* Problem
For every line of the material below, check for the string "platform" and return the line if it is there.

======

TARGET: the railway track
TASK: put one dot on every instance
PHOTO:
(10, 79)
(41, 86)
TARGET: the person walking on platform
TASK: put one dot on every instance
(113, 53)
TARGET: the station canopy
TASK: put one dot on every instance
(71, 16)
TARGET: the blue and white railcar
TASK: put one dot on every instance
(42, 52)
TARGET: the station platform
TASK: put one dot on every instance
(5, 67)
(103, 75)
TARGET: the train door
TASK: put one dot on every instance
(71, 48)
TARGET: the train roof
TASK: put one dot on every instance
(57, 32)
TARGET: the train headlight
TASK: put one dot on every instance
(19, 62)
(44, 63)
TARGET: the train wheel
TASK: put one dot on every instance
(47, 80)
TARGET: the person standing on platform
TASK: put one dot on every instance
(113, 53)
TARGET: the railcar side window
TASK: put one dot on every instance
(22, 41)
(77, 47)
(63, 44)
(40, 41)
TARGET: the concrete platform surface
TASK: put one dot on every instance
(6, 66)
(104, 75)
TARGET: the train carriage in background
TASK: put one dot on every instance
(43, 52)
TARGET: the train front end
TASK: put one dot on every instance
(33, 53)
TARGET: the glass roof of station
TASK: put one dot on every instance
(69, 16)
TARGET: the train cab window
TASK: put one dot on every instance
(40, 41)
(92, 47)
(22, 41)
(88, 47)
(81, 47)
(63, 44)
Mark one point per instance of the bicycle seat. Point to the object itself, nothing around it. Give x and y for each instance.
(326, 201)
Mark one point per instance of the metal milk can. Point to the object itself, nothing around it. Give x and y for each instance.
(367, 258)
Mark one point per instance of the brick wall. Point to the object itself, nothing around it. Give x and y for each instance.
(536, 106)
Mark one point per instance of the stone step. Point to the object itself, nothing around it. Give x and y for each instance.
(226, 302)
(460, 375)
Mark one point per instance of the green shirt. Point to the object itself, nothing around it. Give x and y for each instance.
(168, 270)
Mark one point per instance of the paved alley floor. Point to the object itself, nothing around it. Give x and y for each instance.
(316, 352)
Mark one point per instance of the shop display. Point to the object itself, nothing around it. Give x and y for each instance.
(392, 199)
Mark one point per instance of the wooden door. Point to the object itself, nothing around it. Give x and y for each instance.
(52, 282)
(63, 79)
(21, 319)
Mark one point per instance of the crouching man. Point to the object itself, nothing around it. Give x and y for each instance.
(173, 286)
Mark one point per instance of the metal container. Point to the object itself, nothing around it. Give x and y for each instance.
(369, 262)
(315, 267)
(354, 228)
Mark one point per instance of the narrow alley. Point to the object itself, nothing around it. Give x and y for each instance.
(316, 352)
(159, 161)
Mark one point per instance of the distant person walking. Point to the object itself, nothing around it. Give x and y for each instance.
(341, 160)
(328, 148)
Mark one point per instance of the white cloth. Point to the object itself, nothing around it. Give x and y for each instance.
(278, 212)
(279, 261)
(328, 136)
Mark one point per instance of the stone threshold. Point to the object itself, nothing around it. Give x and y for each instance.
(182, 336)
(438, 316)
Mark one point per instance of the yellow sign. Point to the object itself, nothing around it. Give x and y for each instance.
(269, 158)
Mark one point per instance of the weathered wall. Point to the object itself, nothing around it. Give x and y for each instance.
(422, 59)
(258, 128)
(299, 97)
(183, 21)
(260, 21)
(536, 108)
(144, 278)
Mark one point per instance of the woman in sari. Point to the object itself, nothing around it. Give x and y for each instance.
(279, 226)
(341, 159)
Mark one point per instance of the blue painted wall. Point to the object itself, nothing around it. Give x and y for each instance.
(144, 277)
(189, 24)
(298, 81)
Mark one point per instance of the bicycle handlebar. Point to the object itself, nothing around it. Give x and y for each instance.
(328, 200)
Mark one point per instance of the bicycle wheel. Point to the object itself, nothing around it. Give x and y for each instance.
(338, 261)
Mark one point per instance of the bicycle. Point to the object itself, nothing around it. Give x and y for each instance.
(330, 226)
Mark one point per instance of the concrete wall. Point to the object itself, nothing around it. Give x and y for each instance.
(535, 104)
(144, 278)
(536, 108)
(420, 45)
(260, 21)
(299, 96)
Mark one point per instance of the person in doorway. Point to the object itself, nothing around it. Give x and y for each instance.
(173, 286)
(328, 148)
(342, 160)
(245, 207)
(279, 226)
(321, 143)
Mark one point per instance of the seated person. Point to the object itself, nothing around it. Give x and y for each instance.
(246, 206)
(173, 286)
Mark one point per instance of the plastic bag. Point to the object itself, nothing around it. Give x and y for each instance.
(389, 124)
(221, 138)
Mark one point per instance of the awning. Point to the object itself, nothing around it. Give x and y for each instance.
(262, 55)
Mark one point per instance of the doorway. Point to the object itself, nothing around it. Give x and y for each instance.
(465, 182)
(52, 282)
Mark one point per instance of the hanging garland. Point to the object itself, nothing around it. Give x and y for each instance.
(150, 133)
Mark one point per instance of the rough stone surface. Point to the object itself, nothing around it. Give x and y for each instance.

======

* Written solution
TARGET: the person walking on platform
TARGET: the station platform
TARGET: the person standing on platform
TARGET: the concrete platform surface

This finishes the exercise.